Stated task A: Reproduce word for word the records below, starting at the line that contains "Note to the class: find the dolphin's mouth" and ending with the last line of the records.

— begin Document —

Not the first company to do this...looking at you Adobe...

Adobe's been crapping on both Mac and Windows for ages, ignoring UI guidelines on both platforms for the sake of 'uniformity'.

Adobe is an interesting case. I'm not so sure Adobe's app UI design stems from a desire to be a platform like with Google. For Adobe I think it's more about engineering expediency as much as anything else. That said, they have definite platform plays with Flash, Air etc.

"If you look at the way Chrome is designed, it's not so much designed to be a good browser, as much as it is a good operating system for web applications"

No need to divine their intentions from the look: they say as much explicitly.

The comparison of a company's intentions to Microsoft's is very Godwin's Law 2.0. There is a massive difference bewteen creating a platform allowing anyone to write apps that function properly in the browser and trying to lock a platform down for the purposes of selling the tools to do so or extracting licensing fees for use of the platform itself.

Google is doing itself a favour but at no cost to anyone.

If you look at the way Chrome is designed, it's not so much designed to be a good browser, as much as it is a good operating system for web applications. Google's desire is very much the same as Microsoft's, except abstracted a little higher up the stack. They want to own the platform upon which web applications are built, just like Microsoft wants to own the platform upon which desktop applications are built. This game of disintermediation seems to never end, but this time, what can Microsoft do? Or anyone else for that matter?

I don't think I can agree with you here, at least not entirely. You are plain wrong in that Chrome is not designed to be a good browser. Quite frankly having process separation between websites is something that should have been implemented a while ago (not a long while ago, but Apple could have done it with Safari any time in the last year or so). We've had stuff more complicated then HTML (Java, Flash, scripting) for a long time now, and bugs in that stuff can definitely bring down a browser in various ways. There have been band aids, like browsers that maintain state even after a crash (and that should remain), but process separation for an interpreter running third party code is hardly a revolutionary concept.

Additionally, your contention of "wants to own the platform" is harmed by the fact that Google is using the very same, core web standards that every browser except IE use (and even IE slowly seems to be working towards them). While Chrome might be able to provide a superior user experience and thus get people to use the browser, absolutely nothing it runs can't be run the same in any other WebKit based application, or assuming decent coding under any other standard implementation be it Opera or Gecko. That's the great thing about web standards, and why so many of us have been pushing for them for so long! When the basic core is the same, individual groups are free to build whatever innovative stuff they can think of on top.

— end Document —
— begin Provided data —

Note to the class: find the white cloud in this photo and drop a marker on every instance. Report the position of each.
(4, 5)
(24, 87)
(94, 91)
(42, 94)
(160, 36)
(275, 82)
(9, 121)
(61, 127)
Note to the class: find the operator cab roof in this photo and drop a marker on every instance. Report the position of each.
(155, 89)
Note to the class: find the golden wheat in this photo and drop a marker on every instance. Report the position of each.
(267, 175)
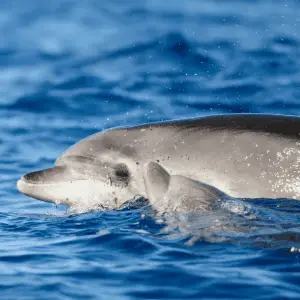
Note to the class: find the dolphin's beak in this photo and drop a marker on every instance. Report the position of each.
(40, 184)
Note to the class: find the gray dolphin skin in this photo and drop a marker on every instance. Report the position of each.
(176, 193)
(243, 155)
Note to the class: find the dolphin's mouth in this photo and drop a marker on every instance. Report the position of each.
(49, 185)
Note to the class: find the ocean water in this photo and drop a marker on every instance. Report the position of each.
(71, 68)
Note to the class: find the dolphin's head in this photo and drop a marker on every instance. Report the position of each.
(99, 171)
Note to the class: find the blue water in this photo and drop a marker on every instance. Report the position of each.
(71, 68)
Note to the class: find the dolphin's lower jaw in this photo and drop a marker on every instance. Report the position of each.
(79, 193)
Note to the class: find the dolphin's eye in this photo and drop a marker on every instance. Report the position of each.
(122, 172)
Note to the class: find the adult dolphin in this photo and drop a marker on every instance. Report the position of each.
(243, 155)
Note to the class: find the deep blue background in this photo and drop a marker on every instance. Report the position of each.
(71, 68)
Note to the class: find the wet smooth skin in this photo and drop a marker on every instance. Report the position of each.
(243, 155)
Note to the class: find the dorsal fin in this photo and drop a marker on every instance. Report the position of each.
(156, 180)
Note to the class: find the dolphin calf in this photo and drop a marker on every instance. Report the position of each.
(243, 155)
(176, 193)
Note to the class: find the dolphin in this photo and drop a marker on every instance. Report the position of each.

— end Provided data —

Stated task B: Quote the discussion about Chrome and web platforms from "No need to divine" to "the platform itself.".

Full solution A:
Note to the class: find the dolphin's mouth in this photo and drop a marker on every instance. Report the position of each.
(49, 185)
Note to the class: find the ocean water in this photo and drop a marker on every instance. Report the position of each.
(71, 68)
Note to the class: find the dolphin's head in this photo and drop a marker on every instance. Report the position of each.
(99, 171)
Note to the class: find the blue water in this photo and drop a marker on every instance. Report the position of each.
(71, 68)
Note to the class: find the dolphin's lower jaw in this photo and drop a marker on every instance. Report the position of each.
(79, 193)
Note to the class: find the dolphin's eye in this photo and drop a marker on every instance. Report the position of each.
(122, 172)
Note to the class: find the adult dolphin in this photo and drop a marker on every instance. Report the position of each.
(243, 155)
Note to the class: find the deep blue background in this photo and drop a marker on every instance. Report the position of each.
(71, 68)
Note to the class: find the wet smooth skin in this photo and drop a marker on every instance. Report the position of each.
(243, 155)
Note to the class: find the dorsal fin in this photo and drop a marker on every instance. Report the position of each.
(156, 180)
Note to the class: find the dolphin calf in this photo and drop a marker on every instance. Report the position of each.
(243, 155)
(176, 193)
Note to the class: find the dolphin in this photo and drop a marker on every instance. Report the position of each.

Full solution B:
No need to divine their intentions from the look: they say as much explicitly.

The comparison of a company's intentions to Microsoft's is very Godwin's Law 2.0. There is a massive difference bewteen creating a platform allowing anyone to write apps that function properly in the browser and trying to lock a platform down for the purposes of selling the tools to do so or extracting licensing fees for use of the platform itself.